● **Extract to read**:
-- Begin --

Testing
Vibe Analyzer uses two types of tests: unit tests for parsers and end-to-end tests for MCP tools.
Parser Unit Tests
Each of the 13 languages has a test that verifies AST parsing correctness using snapshot testing:
Source file → parser → AST → comparison with reference JSON
Example test (Rust):
#[test]
fn test_rust_parser() {
let code = fs::read_to_string("tests/parsers/fixtures/rust/sample.rs").unwrap();
let json = fs::read_to_string("tests/parsers/fixtures/rust/sample.json").unwrap();
let expected: serde_json::Value = serde_json::from_str(&json).unwrap();
let ast = parse_ast(&code, "rs").unwrap().unwrap();
let actual = serde_json::to_value(&ast).unwrap();
assert_eq!(actual, expected);
}
Fixture structure:
tests/parsers/fixtures/
├── rust/
│ ├── sample.rs ← source code
│ └── sample.json ← expected AST
├── python/
│ ├── sample.py
│ └── sample.json
├── markdown/
│ ├── sample.md
│ └── sample.json
└── ... (a pair of files per language)

-- End --

● **Recorded data**:
-- Begin --

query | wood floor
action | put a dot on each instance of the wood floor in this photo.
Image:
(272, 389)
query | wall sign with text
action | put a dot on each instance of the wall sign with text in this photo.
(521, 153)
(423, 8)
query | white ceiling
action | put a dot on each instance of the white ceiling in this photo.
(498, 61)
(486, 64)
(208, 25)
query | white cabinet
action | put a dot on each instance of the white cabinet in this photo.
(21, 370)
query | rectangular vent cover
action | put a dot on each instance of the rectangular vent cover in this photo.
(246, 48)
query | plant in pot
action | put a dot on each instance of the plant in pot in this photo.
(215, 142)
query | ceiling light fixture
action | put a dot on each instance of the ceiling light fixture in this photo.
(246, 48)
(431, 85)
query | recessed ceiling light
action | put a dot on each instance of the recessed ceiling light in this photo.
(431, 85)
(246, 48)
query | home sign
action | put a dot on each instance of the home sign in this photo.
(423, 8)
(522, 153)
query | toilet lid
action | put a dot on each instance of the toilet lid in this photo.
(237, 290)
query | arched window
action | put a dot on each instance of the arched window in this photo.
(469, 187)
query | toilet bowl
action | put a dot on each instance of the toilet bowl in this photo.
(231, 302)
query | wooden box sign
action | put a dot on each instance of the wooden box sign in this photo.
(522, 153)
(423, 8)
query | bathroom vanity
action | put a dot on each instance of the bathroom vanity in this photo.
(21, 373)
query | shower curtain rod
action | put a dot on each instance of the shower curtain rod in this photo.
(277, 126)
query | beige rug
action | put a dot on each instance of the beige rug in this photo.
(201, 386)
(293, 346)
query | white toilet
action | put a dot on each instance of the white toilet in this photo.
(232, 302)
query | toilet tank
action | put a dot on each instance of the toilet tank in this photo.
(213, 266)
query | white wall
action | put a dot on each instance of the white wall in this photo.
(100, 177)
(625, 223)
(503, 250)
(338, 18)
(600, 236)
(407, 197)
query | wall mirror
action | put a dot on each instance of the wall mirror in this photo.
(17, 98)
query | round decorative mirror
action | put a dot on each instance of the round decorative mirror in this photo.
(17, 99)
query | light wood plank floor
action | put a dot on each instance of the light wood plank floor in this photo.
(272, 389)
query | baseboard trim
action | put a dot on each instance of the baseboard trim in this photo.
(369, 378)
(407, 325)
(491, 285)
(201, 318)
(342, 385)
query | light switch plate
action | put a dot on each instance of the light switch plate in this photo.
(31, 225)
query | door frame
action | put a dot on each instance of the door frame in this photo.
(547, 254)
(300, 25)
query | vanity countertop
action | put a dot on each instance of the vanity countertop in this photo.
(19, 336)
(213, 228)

-- End --

● **Problems to solve**:
(1) According to the testing page, how many languages each have a parser test?
(2) Output the lines of the entries from the one containing "query | light wood plank floor" down to the last line of the entries as a JSON list of strings, with one string per line and blank lines left out.

● **Solutions per task**:
(1) 13

(2)
[
  "query | light wood plank floor",
  "action | put a dot on each instance of the light wood plank floor in this photo.",
  "(272, 389)",
  "query | baseboard trim",
  "action | put a dot on each instance of the baseboard trim in this photo.",
  "(369, 378)",
  "(407, 325)",
  "(491, 285)",
  "(201, 318)",
  "(342, 385)",
  "query | light switch plate",
  "action | put a dot on each instance of the light switch plate in this photo.",
  "(31, 225)",
  "query | door frame",
  "action | put a dot on each instance of the door frame in this photo.",
  "(547, 254)",
  "(300, 25)",
  "query | vanity countertop",
  "action | put a dot on each instance of the vanity countertop in this photo.",
  "(19, 336)",
  "(213, 228)"
]